## WHAT YOU NEED TO DO
Only reproduce the lines from the line containing "Query: gravel ground" onward, exactly, through the final line of the data below.

--- DATA SHOWN Enclosed Below ---

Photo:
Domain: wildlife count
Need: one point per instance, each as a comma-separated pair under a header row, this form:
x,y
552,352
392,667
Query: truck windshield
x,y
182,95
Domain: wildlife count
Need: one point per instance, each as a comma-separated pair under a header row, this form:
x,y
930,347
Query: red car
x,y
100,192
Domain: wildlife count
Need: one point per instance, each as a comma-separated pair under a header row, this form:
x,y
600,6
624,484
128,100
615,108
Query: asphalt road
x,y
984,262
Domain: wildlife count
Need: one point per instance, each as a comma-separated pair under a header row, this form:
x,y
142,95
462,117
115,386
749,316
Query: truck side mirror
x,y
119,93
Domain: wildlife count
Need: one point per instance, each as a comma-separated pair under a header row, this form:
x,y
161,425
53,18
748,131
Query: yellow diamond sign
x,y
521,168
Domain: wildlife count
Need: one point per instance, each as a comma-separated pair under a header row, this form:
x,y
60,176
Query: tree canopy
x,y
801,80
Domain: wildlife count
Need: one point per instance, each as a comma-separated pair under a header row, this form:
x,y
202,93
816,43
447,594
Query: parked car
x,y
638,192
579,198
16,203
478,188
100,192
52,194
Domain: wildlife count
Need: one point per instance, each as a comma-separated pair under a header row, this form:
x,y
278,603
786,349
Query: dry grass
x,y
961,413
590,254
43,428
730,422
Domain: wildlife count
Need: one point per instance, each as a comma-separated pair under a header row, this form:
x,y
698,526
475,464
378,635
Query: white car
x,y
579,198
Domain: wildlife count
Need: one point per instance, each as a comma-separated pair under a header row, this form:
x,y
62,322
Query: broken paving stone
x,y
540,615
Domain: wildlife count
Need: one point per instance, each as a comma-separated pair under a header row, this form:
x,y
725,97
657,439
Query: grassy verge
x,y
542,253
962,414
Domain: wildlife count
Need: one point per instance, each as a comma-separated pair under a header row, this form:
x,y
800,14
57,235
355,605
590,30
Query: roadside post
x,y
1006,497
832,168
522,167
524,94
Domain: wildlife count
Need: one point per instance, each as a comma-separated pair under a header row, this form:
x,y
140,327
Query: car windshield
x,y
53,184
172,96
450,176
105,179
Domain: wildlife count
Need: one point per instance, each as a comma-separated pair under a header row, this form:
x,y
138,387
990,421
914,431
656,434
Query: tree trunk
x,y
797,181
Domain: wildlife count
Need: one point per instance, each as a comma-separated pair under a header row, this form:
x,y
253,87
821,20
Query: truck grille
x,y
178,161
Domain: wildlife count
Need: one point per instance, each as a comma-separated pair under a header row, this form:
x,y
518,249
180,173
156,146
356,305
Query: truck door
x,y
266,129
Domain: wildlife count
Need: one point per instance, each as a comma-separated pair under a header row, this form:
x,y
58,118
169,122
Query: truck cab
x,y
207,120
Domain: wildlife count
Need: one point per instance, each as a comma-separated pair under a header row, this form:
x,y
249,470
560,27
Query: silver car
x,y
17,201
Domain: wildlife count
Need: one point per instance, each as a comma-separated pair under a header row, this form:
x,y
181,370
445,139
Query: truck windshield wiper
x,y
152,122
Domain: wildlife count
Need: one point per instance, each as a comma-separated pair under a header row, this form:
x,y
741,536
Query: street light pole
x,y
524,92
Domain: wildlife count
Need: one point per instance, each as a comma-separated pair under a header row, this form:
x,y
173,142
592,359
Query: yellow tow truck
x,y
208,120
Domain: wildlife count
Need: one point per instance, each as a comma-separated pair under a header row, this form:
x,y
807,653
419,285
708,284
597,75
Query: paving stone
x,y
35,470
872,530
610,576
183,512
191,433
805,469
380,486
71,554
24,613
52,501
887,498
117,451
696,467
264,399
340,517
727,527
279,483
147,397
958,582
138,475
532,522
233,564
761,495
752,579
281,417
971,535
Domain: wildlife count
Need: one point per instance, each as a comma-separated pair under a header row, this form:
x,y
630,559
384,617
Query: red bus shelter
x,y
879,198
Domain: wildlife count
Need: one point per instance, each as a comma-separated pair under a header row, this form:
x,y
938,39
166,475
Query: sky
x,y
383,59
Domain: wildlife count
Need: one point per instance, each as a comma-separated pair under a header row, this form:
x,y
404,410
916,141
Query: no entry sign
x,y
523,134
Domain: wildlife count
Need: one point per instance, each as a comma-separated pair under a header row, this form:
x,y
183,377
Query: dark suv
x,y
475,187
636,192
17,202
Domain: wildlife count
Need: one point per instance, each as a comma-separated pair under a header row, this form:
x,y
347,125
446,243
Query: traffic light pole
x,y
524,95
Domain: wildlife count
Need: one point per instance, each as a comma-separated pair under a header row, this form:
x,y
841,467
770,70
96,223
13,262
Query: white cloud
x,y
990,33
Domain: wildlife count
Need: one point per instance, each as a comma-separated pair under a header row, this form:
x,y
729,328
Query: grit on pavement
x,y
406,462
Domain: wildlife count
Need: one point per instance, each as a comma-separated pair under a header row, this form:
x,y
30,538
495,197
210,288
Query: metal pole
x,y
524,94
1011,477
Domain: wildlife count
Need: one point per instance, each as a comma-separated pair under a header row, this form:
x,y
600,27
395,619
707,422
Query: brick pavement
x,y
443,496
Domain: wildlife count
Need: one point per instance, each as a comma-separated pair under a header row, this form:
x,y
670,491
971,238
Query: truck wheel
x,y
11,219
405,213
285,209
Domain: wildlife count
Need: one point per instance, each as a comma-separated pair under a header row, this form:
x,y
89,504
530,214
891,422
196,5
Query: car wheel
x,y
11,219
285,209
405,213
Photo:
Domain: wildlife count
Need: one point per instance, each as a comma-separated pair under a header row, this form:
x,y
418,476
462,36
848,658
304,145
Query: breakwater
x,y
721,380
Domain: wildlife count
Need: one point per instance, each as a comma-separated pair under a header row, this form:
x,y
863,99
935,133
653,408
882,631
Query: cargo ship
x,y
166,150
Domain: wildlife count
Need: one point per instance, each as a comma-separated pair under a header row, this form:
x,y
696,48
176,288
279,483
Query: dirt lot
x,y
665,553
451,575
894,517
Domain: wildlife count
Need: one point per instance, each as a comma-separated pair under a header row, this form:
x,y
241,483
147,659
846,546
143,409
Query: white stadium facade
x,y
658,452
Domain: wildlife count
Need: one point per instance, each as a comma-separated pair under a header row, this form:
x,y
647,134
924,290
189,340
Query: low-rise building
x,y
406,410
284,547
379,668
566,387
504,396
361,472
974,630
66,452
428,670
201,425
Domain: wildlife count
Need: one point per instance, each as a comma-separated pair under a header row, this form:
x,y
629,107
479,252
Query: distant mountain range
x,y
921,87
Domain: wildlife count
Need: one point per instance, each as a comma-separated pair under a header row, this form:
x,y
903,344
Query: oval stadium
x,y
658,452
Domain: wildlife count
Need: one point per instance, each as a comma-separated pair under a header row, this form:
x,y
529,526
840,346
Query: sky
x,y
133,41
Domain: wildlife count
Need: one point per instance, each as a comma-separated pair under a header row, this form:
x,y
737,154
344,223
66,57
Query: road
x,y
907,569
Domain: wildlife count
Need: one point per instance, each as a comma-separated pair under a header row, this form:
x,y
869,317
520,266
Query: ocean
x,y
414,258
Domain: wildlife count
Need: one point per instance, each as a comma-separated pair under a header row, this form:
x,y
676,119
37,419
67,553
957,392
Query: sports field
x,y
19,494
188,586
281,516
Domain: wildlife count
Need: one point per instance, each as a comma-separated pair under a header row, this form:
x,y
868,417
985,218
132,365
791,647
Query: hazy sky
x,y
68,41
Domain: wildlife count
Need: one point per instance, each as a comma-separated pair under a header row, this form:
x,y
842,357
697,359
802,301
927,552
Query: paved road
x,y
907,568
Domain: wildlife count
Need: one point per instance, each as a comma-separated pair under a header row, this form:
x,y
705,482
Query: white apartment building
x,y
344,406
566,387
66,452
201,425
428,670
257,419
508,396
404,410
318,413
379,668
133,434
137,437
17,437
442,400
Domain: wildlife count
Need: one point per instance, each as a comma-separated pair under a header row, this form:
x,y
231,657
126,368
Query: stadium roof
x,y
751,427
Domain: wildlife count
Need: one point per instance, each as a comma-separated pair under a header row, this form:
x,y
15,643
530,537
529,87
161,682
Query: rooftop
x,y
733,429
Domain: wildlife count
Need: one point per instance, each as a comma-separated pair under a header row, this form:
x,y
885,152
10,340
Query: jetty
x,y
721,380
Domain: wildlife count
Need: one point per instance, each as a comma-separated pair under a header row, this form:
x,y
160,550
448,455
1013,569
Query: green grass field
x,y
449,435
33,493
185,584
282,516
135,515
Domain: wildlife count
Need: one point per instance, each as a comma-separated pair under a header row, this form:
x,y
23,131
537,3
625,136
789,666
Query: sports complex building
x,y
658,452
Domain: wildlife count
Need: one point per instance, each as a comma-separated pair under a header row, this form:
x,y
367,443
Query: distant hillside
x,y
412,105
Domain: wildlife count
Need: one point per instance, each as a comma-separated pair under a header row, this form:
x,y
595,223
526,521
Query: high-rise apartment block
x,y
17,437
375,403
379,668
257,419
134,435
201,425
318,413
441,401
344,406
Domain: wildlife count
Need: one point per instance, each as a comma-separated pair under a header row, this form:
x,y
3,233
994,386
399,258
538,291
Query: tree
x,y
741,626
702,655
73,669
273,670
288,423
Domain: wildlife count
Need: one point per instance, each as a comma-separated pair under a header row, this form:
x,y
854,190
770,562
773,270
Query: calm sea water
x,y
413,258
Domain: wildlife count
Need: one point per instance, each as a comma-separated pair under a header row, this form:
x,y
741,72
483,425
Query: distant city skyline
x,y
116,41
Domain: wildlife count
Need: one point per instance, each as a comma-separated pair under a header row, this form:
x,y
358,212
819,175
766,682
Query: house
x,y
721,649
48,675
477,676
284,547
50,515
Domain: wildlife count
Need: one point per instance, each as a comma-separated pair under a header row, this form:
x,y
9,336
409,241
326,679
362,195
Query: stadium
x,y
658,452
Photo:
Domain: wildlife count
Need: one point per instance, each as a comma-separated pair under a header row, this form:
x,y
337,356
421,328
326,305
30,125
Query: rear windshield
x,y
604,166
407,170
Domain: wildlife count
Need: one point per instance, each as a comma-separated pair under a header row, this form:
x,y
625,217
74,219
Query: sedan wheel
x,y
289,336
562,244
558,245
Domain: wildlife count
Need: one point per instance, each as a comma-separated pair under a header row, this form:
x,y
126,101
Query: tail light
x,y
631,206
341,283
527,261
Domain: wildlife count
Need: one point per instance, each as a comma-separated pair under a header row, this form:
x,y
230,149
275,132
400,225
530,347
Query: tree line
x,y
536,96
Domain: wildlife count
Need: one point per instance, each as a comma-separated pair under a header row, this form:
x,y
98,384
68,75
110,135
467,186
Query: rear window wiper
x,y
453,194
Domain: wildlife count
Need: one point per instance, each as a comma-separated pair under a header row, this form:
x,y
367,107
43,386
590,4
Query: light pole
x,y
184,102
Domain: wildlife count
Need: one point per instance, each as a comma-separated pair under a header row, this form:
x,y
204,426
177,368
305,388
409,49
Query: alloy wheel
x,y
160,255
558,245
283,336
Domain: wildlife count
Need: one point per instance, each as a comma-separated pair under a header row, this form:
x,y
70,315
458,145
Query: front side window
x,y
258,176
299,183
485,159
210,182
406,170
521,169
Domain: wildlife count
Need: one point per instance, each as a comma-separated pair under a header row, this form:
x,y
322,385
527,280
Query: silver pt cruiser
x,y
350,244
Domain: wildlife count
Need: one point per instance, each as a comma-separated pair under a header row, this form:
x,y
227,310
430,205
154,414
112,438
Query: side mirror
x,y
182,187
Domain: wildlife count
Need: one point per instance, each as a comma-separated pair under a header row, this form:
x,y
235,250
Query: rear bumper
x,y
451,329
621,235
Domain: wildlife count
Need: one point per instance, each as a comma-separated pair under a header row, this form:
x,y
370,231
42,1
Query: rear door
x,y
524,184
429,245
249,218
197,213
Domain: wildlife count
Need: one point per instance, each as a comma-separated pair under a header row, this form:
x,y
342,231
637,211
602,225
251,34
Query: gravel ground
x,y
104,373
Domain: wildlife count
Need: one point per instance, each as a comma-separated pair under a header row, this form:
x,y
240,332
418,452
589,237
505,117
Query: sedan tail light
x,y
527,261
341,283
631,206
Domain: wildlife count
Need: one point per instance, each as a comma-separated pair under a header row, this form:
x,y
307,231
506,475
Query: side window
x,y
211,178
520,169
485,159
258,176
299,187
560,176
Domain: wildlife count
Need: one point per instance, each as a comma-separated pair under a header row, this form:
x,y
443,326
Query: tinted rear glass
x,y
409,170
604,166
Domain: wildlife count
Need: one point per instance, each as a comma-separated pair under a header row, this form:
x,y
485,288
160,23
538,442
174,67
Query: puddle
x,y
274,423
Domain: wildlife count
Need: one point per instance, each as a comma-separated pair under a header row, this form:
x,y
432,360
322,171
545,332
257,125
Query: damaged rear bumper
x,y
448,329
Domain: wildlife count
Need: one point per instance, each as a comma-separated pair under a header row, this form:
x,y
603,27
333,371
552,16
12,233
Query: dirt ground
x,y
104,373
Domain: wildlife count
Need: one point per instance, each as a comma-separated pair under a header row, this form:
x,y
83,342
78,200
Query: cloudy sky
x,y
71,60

--- End of Enclosed DATA SHOWN ---

## ANSWER AREA
Query: gravel ground
x,y
104,373
Domain: wildlife count
Need: one point per instance, each as a comma-separated pair under a header row, this form:
x,y
240,332
418,452
589,237
505,117
Query: sedan tail light
x,y
527,261
341,283
631,206
Domain: wildlife count
Need: one point per instance, each as a comma-separated pair under a header row, this form:
x,y
307,231
506,475
Query: side window
x,y
211,178
520,169
485,159
258,176
299,187
560,176
Domain: wildlife count
Need: one point per instance, each as a comma-separated pair under a header row, this form:
x,y
443,326
Query: tinted rear glass
x,y
409,170
604,166
Domain: wildlife count
Need: one point per instance, each as a comma-separated pair under a header row, this form:
x,y
485,288
160,23
538,442
174,67
Query: puddle
x,y
274,423
Domain: wildlife count
Need: one point per instance, each as a comma-separated pair under a header row, this form:
x,y
432,360
322,171
545,332
257,125
Query: damaged rear bumper
x,y
448,329
Domain: wildlife count
Need: one point per instance, each as a comma-separated pair under a header row, this form:
x,y
603,27
333,371
552,16
12,233
Query: dirt ground
x,y
104,373
Domain: wildlife count
Need: one point per instance, each as a comma-separated pair under a header row, this form:
x,y
83,342
78,200
Query: cloudy sky
x,y
71,60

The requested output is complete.